----- DATASET EXTRACT

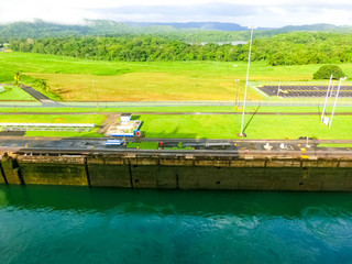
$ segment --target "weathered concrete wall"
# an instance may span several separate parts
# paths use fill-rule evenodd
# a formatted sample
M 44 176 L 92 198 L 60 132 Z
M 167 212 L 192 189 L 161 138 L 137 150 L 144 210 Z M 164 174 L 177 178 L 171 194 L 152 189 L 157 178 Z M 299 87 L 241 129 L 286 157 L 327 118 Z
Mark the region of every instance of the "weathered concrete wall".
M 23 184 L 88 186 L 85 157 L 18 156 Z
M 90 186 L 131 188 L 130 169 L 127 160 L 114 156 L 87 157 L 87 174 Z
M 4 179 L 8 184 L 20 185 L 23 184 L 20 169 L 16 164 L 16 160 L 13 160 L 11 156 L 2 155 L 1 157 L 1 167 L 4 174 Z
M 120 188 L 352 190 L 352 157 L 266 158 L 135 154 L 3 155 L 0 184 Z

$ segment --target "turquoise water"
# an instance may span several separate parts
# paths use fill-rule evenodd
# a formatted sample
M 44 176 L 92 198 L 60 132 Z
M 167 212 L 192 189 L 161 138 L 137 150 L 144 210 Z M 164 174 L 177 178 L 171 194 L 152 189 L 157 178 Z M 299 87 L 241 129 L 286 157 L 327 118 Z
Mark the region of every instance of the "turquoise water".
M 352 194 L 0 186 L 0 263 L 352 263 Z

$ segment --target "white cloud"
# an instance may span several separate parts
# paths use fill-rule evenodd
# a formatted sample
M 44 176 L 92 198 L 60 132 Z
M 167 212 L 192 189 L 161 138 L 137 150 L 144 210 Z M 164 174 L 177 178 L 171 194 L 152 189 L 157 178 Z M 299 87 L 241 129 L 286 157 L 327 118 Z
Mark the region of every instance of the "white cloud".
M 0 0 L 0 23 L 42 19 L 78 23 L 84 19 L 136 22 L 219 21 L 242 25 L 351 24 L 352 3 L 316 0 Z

----------

> **DIRECTIONS**
Can you convert every line of the material into a Markdown table with the columns Row and Line, numbering each row and skipping blank lines? Leave the pictures out of the answer.

> **ANSWER FOR THE TASK**
| Row | Line |
|---|---|
| 1 | $ segment --target "weathered concrete wall" |
| 2 | # an instance may span several separate parts |
| 3 | # paths use fill-rule evenodd |
| 4 | # a formatted sample |
| 5 | M 44 176 L 92 198 L 60 132 Z |
| 6 | M 167 212 L 192 189 L 161 138 L 137 150 L 144 210 Z M 164 174 L 177 178 L 171 194 L 152 189 L 157 178 Z M 299 87 L 241 129 L 286 157 L 327 118 Z |
| 7 | Mark the region of every instance of the "weathered concrete wall". |
| 8 | M 23 184 L 88 186 L 85 157 L 18 156 Z |
| 9 | M 90 186 L 131 188 L 130 169 L 127 160 L 114 156 L 87 157 L 87 174 Z |
| 10 | M 4 179 L 8 184 L 20 185 L 23 184 L 20 169 L 16 164 L 16 160 L 13 160 L 11 156 L 2 155 L 1 157 L 1 167 L 4 174 Z |
| 11 | M 120 188 L 352 190 L 352 157 L 266 158 L 135 154 L 3 155 L 0 184 Z |
| 12 | $ segment --target "turquoise water" |
| 13 | # an instance may span several separate parts |
| 14 | # paths use fill-rule evenodd |
| 15 | # a formatted sample |
| 16 | M 44 176 L 92 198 L 60 132 Z |
| 17 | M 167 212 L 192 189 L 161 138 L 137 150 L 144 210 Z M 164 174 L 177 178 L 171 194 L 152 189 L 157 178 Z M 299 87 L 241 129 L 286 157 L 327 118 Z |
| 18 | Mark the region of every instance of the "turquoise water". |
| 19 | M 352 194 L 0 186 L 0 263 L 352 263 Z |
| 20 | $ segment --target "white cloud" |
| 21 | # an instance may span several separate parts |
| 22 | # paths use fill-rule evenodd |
| 23 | # a formatted sample |
| 24 | M 44 176 L 92 198 L 60 132 Z |
| 25 | M 167 212 L 192 189 L 161 138 L 137 150 L 144 210 Z M 164 174 L 177 178 L 171 194 L 152 189 L 157 178 Z M 299 87 L 241 129 L 286 157 L 327 118 Z |
| 26 | Mark the region of every instance of the "white cloud". |
| 27 | M 0 0 L 0 23 L 42 19 L 78 23 L 84 19 L 136 22 L 219 21 L 242 25 L 351 24 L 352 3 L 316 0 Z |